=== SOURCE DATA ===
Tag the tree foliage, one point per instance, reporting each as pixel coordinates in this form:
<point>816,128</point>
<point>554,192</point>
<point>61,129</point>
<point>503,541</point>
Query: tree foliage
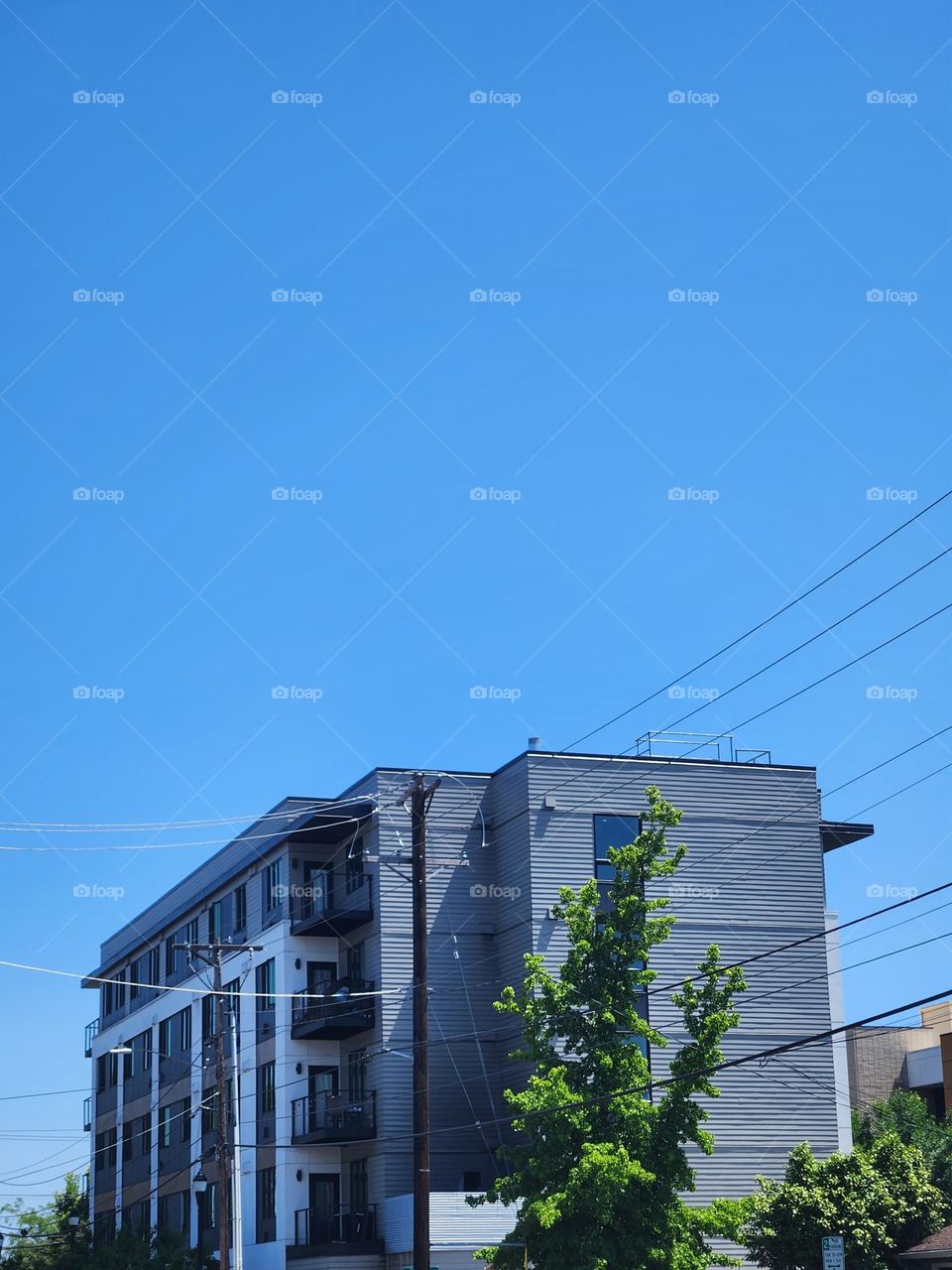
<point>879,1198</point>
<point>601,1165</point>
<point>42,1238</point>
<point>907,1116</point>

=== EXERCISE TASK ===
Lay out the lines above as a JSON list of strings, one string per line and no blank lines. Leave the picture out.

=== RESULT OF THE EXERCISE ===
[
  "Tag the tree foliage, one point per instance, reporting each as pixel coordinates in this form:",
  "<point>816,128</point>",
  "<point>554,192</point>",
  "<point>61,129</point>",
  "<point>503,541</point>",
  "Query: tree foliage",
  "<point>879,1198</point>",
  "<point>601,1165</point>",
  "<point>42,1238</point>",
  "<point>907,1116</point>"
]